▶ [DIRECTIONS]:
Print the full listing exactly.

= = = = = = =

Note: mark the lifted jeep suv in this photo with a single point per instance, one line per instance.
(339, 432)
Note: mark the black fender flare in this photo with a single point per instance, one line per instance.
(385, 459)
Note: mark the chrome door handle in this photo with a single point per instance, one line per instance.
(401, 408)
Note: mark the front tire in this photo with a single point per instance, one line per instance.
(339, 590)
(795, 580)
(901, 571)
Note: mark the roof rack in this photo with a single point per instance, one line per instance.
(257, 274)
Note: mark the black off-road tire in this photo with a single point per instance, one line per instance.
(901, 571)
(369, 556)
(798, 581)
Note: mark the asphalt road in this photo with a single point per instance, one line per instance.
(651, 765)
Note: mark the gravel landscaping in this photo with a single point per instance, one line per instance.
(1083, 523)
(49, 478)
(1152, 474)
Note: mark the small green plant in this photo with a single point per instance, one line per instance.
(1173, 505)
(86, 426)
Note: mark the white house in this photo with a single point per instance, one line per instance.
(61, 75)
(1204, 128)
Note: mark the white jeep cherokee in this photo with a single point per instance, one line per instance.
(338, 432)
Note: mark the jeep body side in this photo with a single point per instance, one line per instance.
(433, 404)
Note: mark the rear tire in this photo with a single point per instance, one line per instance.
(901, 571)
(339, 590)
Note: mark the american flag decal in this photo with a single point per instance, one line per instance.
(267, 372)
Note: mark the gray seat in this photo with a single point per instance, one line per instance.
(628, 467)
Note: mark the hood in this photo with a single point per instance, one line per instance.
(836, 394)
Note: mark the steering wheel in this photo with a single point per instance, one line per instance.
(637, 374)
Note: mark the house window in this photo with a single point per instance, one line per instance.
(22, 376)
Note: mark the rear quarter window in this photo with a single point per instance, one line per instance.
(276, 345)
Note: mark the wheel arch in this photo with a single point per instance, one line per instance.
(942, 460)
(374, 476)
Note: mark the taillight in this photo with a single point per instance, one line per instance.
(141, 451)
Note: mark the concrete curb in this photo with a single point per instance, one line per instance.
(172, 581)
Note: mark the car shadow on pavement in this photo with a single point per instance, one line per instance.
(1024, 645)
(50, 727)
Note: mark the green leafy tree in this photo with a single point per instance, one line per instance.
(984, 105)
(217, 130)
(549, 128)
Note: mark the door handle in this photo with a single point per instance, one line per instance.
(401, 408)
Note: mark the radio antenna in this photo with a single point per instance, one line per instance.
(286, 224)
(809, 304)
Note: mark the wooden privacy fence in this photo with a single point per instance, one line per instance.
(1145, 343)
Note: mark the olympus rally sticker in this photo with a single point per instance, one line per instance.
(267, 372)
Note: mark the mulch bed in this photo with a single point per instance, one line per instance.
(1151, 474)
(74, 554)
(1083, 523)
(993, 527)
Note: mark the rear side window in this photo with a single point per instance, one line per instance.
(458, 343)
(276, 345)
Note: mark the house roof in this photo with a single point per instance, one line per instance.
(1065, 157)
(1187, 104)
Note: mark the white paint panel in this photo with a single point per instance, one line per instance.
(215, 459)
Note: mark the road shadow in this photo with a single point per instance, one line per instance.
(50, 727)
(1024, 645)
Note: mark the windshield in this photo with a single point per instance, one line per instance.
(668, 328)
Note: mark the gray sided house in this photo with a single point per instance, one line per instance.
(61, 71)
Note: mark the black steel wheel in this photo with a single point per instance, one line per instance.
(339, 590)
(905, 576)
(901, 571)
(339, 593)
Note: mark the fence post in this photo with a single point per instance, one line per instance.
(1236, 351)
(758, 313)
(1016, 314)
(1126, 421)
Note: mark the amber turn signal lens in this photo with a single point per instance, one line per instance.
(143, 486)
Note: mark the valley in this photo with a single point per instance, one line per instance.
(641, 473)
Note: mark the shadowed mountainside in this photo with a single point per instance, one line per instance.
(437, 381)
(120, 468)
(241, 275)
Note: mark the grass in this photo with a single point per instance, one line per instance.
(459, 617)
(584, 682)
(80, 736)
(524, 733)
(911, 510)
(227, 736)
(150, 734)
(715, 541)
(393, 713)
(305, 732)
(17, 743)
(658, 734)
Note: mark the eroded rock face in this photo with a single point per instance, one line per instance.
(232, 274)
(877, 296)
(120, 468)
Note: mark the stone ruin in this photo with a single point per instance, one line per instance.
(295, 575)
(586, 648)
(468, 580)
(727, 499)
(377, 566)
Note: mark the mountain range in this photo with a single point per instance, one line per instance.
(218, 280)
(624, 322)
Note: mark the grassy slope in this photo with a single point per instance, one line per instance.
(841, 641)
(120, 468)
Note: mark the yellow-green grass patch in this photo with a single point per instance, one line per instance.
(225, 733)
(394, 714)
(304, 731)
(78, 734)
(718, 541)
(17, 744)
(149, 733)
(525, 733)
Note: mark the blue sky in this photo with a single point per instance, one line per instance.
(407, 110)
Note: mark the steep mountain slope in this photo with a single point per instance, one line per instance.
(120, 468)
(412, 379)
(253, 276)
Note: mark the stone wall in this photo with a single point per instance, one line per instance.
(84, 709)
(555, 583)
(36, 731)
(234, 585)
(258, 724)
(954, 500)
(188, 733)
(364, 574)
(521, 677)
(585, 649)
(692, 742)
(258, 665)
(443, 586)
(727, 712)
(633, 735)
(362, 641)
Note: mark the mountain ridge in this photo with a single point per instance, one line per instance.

= = = = = = =

▶ [TASK RESULT]:
Note: mark the lifted jeep suv in this photo with a single point per instance, one line per instance.
(339, 432)
Note: mark the black fender flare in this photo with a single point per instance, one line per instance.
(385, 459)
Note: mark the chrome door handle in this photo with a single point per instance, one line per instance.
(401, 408)
Note: mark the front tire in this photo with a single point per instance, one line per instance.
(339, 590)
(795, 580)
(901, 571)
Note: mark the roof rack in this photo with a single point per instance, one line per instance.
(257, 274)
Note: mark the black off-road tire in this photo with a single point per instance, one line per instance.
(901, 571)
(369, 556)
(798, 581)
Note: mark the asphalt road in this photo with a single point per instance, one line per instance.
(651, 765)
Note: mark the gravel landscaping in this photo with a single point per instance, one line per instance.
(1083, 523)
(49, 478)
(1152, 474)
Note: mark the small green plant in this photo with a single point per instance, one line per instance.
(1173, 505)
(86, 426)
Note: mark the white house in this photo with a single point per instance, one line per instance.
(61, 75)
(1204, 128)
Note: mark the white jeep cherokee in this photo with a single point per instance, one line per instance.
(338, 432)
Note: mark the jeep body side in this photo with a single point per instance, one line per instance.
(433, 404)
Note: mark the rear tire in this photo with a single point per instance, one line per instance.
(901, 571)
(339, 590)
Note: mark the american flag decal in this photo with a single point per instance, one line per instance.
(267, 372)
Note: mark the gray seat in this photo with a single point per instance, one line per instance.
(628, 467)
Note: mark the hood in this photo with a single point per instance, one line per instance.
(836, 394)
Note: mark the steering wheel in this photo with a single point per instance, one line per instance.
(637, 374)
Note: mark the house window in this photo with a single point per instance, one line per instance.
(22, 376)
Note: mark the rear quarter window in this photo with a single point per instance, one line per instance.
(276, 345)
Note: mark the wheel arch in this photo with a single point per instance, one line per instance.
(942, 460)
(374, 476)
Note: mark the taillight in this photo with a single point per instance, one line per instance.
(141, 451)
Note: mark the concrete curb in this photo with a single point per instance, one line per instance.
(172, 581)
Note: mark the car shadow on pavement in this photo with a single point per instance, one line per instance.
(1024, 645)
(50, 727)
Note: mark the green leafy tree in this photo with a single point per instance, one line per instance.
(984, 105)
(217, 130)
(549, 128)
Note: mark the door handle in this photo with a single point per instance, one line per instance.
(401, 408)
Note: mark the radio antenna in this photo with a single point per instance, one line per instance.
(286, 224)
(809, 304)
Note: mark the wooden privacy fence in this photo with a single point per instance, one line per instance.
(1145, 343)
Note: mark the olympus rally sticker in this photo with a single point per instance, one line per instance.
(267, 372)
Note: mark the mulch bed in this photo with a single point per instance, one line per instance.
(1151, 474)
(74, 554)
(1083, 523)
(993, 527)
Note: mark the rear side window in this photo with a single point per instance, one line per instance.
(458, 343)
(276, 345)
Note: mark the house roof in this photo with a single point per instance, one line per instance.
(1065, 157)
(1187, 104)
Note: mark the white paint panel in this photo with a single point per instance, one line per instance.
(215, 459)
Note: mark the road shadow in this photo with a single point per instance, one line per instance.
(50, 727)
(1024, 645)
Note: mark the windshield in this photo with a single point per instance, one line per instance.
(668, 328)
Note: mark the gray sided house in this photo with a single point per instance, one line per instance.
(61, 71)
Note: mark the black steel wheel in this photo with a single point per instance, one line per instance.
(339, 590)
(905, 576)
(901, 571)
(339, 593)
Note: mark the fence post in this photo with a single point per instance, one line per instance.
(1236, 351)
(758, 313)
(1016, 314)
(1126, 421)
Note: mark the amber turn signal lens in this photo with a single point per instance, one line per instance.
(143, 486)
Note: mark the valley in this photo with a single point per instance, one line per instance.
(641, 473)
Note: mark the shadowed mountainside in this photo with a single point per instance, one line per instance.
(437, 381)
(120, 468)
(241, 275)
Note: mark the grass in this photo with a single point per instance, one line per instance.
(459, 617)
(584, 682)
(80, 736)
(524, 733)
(911, 510)
(227, 736)
(150, 734)
(715, 541)
(393, 713)
(305, 732)
(17, 743)
(658, 734)
Note: mark the eroded rock face in this photo with a single point per instance, one line per instance.
(232, 274)
(877, 296)
(120, 468)
Note: mark the stone ruin in this photo with a single point per instance, one line per instance.
(295, 575)
(586, 648)
(468, 580)
(727, 499)
(377, 566)
Note: mark the mountain range in this photo with a single point per instance, one line per instance.
(218, 280)
(624, 322)
Note: mark the grassy slope in this photo with a single point per instance, one line per instance.
(841, 641)
(120, 468)
Note: mark the yellow-green grass patch in this photo with a single point per instance, one line per instance.
(225, 733)
(394, 714)
(304, 731)
(78, 734)
(718, 541)
(17, 744)
(149, 733)
(525, 733)
Note: mark the blue sky in this photo with a single point per instance, one line per instance.
(407, 110)
Note: mark the steep mountain slope in this photo with a single point per instance, one line per instance.
(120, 468)
(412, 379)
(253, 276)
Note: mark the stone wall in this photo with a single point per instance, one line per instance.
(84, 709)
(555, 583)
(36, 731)
(234, 585)
(258, 724)
(954, 500)
(188, 733)
(364, 574)
(521, 677)
(585, 649)
(692, 742)
(258, 665)
(443, 586)
(727, 712)
(633, 735)
(362, 641)
Note: mark the mountain ridge in this photo with a single point per instance, one line per instance.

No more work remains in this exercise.